─── MATERIAL PROVIDED

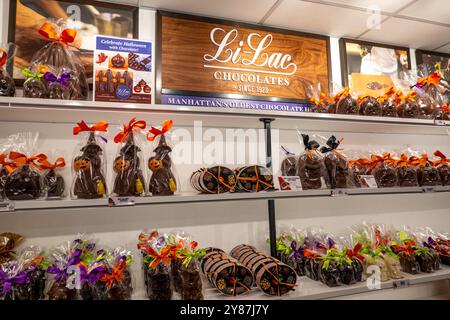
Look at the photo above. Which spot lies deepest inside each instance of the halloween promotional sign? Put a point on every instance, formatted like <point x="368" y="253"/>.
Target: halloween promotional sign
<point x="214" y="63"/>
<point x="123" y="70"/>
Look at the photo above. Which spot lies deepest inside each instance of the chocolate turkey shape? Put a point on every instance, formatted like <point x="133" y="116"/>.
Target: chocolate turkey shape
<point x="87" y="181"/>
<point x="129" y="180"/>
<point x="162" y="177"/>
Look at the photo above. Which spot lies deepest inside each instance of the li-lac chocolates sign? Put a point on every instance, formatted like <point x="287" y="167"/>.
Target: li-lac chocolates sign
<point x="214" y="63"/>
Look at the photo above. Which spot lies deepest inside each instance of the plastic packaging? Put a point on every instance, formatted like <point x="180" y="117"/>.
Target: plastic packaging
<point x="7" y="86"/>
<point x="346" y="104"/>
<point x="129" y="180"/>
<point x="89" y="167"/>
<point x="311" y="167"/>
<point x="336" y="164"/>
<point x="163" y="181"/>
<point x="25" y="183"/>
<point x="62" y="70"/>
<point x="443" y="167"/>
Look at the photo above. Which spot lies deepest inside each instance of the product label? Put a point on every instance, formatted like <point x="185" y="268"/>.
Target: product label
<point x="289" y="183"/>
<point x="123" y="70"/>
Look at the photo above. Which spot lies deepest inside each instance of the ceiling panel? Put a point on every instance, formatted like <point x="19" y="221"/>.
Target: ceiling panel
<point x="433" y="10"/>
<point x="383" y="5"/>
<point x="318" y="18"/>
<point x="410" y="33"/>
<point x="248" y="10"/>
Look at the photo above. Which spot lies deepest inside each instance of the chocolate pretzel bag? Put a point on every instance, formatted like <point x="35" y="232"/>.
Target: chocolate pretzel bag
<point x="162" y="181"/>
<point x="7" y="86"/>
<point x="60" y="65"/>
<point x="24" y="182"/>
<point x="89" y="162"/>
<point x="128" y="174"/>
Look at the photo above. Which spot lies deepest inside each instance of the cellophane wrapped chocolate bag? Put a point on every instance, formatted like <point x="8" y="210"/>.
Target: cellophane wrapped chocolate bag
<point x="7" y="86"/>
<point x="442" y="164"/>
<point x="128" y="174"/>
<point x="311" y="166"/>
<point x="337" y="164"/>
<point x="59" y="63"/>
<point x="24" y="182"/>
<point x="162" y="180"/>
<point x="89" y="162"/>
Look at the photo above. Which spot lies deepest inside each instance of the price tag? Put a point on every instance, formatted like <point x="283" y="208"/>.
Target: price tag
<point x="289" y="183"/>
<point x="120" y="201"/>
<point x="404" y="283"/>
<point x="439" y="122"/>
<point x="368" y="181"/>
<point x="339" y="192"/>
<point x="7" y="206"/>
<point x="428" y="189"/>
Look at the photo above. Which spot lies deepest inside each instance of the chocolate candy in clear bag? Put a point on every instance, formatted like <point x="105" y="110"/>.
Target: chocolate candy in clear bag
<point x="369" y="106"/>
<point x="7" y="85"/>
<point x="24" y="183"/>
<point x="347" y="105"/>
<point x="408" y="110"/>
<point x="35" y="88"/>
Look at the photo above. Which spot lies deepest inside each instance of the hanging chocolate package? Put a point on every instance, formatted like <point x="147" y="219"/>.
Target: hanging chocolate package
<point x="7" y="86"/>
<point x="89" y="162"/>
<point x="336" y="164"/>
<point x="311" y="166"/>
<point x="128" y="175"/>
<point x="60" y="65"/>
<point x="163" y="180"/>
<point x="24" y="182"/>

──────

WHAT NEEDS TO BE DONE: Rewrite all the records above, changing "price tag" to "price sticker" everywhere and keeping everything else the same. Leave the pictures out of your answer.

RIGHT ANSWER:
Look at the photo above. Which spot lies deepest inside each instance of the halloween promotional sign? Put a point on every instance, formatted like <point x="368" y="253"/>.
Target: halloween promotional sign
<point x="214" y="63"/>
<point x="123" y="70"/>
Look at the photo above. Which spot lies deepest inside each instance of the chocolate turkey shape? Put a point on every instance, formatted like <point x="133" y="116"/>.
Target: chocolate turkey shape
<point x="87" y="181"/>
<point x="129" y="180"/>
<point x="162" y="177"/>
Look at the photo above. Which spot lies deepest inside each instance of the li-lac chocolates sign? Put a point on every instance, formatted like <point x="287" y="167"/>.
Target: li-lac chocolates sign
<point x="214" y="63"/>
Look at the photo above. Which spot lies deepest inside each instance of the plastic packaging? Put a point on every instance, formatted like <point x="180" y="117"/>.
Target: plastic packaging
<point x="7" y="86"/>
<point x="346" y="104"/>
<point x="129" y="180"/>
<point x="89" y="167"/>
<point x="311" y="167"/>
<point x="336" y="164"/>
<point x="163" y="181"/>
<point x="25" y="183"/>
<point x="62" y="70"/>
<point x="443" y="167"/>
Look at the photo above. Which spot lies deepest inside each instance of the product label? Put a point on every instance, formatted like <point x="185" y="268"/>.
Target: product label
<point x="289" y="183"/>
<point x="123" y="70"/>
Look at the photo above. Which spot lies deepest inside each instance of the ceiling panel? Put a point on every instance, formatted like <point x="19" y="221"/>.
Target: ceiling panel
<point x="433" y="10"/>
<point x="383" y="5"/>
<point x="318" y="18"/>
<point x="410" y="33"/>
<point x="248" y="10"/>
Look at the photo above. Which spot lies deepest inside each instance of the chocolate pretzel bag? Put a point on every instance, formatted like <point x="35" y="232"/>.
Target: chocolate pretzel bag
<point x="162" y="181"/>
<point x="7" y="86"/>
<point x="60" y="65"/>
<point x="24" y="182"/>
<point x="89" y="162"/>
<point x="128" y="174"/>
Look at the photo above. Which spot lies deepest inside each instance of the cellophane wrapped chocolate bag? Put a point on every instance, formatted like <point x="8" y="210"/>.
Target: cellophane wrapped chocolate bag
<point x="7" y="86"/>
<point x="442" y="164"/>
<point x="128" y="174"/>
<point x="311" y="166"/>
<point x="337" y="164"/>
<point x="59" y="63"/>
<point x="24" y="182"/>
<point x="162" y="180"/>
<point x="89" y="162"/>
Look at the photo above. Which spot lies deepest inside each instance of the price sticker? Put a point on every instance, formatted like <point x="283" y="208"/>.
Target: price sticker
<point x="289" y="183"/>
<point x="120" y="201"/>
<point x="404" y="283"/>
<point x="439" y="122"/>
<point x="368" y="181"/>
<point x="339" y="192"/>
<point x="7" y="206"/>
<point x="428" y="189"/>
Look at the photo above. Which spot lies deepest inside each instance of the chocolate candy in clear bag? Put a point on every instance, formatted like <point x="105" y="110"/>.
Target: chocolate candy in clear bag
<point x="369" y="106"/>
<point x="7" y="85"/>
<point x="24" y="183"/>
<point x="347" y="105"/>
<point x="408" y="110"/>
<point x="35" y="88"/>
Look at the photo above. Which spot lies deepest inside each instance of the hanging chocolate package? Put a point on every instance, formatted like <point x="147" y="219"/>.
Target: hanging chocolate package
<point x="7" y="86"/>
<point x="89" y="162"/>
<point x="336" y="164"/>
<point x="311" y="166"/>
<point x="128" y="175"/>
<point x="60" y="65"/>
<point x="163" y="180"/>
<point x="24" y="182"/>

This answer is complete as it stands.